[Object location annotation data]
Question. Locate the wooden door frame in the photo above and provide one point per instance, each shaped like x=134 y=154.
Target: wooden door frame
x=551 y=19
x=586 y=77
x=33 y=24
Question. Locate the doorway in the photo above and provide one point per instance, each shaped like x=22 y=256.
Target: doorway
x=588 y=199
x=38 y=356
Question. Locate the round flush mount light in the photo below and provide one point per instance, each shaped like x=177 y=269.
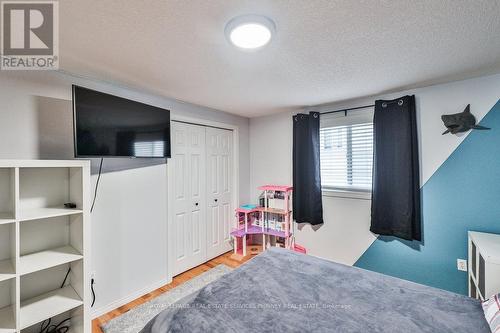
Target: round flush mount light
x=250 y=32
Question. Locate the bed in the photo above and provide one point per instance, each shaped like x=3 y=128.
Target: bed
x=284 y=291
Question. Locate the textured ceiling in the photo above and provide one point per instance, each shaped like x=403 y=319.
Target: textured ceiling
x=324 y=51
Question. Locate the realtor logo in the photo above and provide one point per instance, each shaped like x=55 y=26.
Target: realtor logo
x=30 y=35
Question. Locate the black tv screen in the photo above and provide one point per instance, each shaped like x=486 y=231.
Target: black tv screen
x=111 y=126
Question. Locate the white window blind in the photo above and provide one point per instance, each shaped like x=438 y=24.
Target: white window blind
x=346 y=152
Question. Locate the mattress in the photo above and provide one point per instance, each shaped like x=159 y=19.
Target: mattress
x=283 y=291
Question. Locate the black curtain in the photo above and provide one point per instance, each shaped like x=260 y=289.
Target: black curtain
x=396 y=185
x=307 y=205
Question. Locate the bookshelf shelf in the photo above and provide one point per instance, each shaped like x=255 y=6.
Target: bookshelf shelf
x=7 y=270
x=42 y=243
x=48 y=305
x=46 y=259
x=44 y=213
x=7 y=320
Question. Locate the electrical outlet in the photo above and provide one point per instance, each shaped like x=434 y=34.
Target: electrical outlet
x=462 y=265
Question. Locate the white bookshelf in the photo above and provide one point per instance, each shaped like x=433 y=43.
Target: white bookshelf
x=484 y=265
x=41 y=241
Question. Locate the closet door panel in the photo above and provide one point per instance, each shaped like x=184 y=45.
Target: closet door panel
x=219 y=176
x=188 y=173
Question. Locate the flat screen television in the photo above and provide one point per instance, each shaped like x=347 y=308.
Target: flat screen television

OBJECTIVE: Change each "Target" in the lines above to "Object" and write out all the lines again with nothing else altered. Leave the pictures out.

ANSWER TO THE PROBLEM:
Question. Locate the wooden door frame in the photo above and provide one point per instance, each shaped like x=134 y=154.
Object: wooden door frame
x=551 y=19
x=586 y=77
x=33 y=24
Question. Locate the doorway in the photo above and provide one point per instance, each shaped like x=22 y=256.
Object: doorway
x=588 y=199
x=38 y=356
Question. Locate the round flush mount light in the photo below and provide one point per instance, each shaped like x=177 y=269.
Object: round flush mount light
x=250 y=32
Question. Locate the bed in the photo above and provide one point per instance, each shaped like x=3 y=128.
Object: bed
x=284 y=291
Question. Locate the textured ceiling in the photo above and provide one point per instance, each shaped like x=403 y=319.
Object: textured ceiling
x=324 y=51
Question. Locate the realtor logo in the photo above and provide one point per instance, each shaped like x=55 y=26.
Object: realtor logo
x=30 y=35
Question. Locate the black tv screen in the photo above and provide one point per instance, each shaped like x=486 y=231.
Object: black tv screen
x=111 y=126
Question. Locate the white window blind in the photo above and provide one point per instance, each shaped like x=438 y=24.
Object: white window blind
x=346 y=152
Question. Locate the mattress in the photo above and provide one point per instance, each shaped like x=159 y=19.
Object: mattress
x=283 y=291
Question. Locate the black curtain in the photo above and provide one point per instance, each shaped like x=260 y=289.
Object: black curtain
x=396 y=185
x=307 y=205
Question. Locate the bookshelf shelf in the photo above and provide one point per instance, each shaped like x=255 y=6.
Object: bookshelf shelf
x=7 y=270
x=42 y=243
x=48 y=305
x=46 y=259
x=44 y=213
x=7 y=320
Question. Locate the electrical outlet in the photo above and provide one point per instance, each shaped like x=434 y=34.
Object: electrical outlet
x=462 y=265
Question. Locate the white bookshelf in the photo above and provide one point per instance, each shaped like x=433 y=43.
Object: white bookshelf
x=484 y=265
x=41 y=241
Question. Locate the closet door panel in the photo above and provide one point per instance, each shaped like x=184 y=45.
Object: closet door panel
x=219 y=176
x=188 y=173
Question. Locate the flat screen television in the photo above and provide one point per instance, each shaped like x=347 y=308.
Object: flat screen television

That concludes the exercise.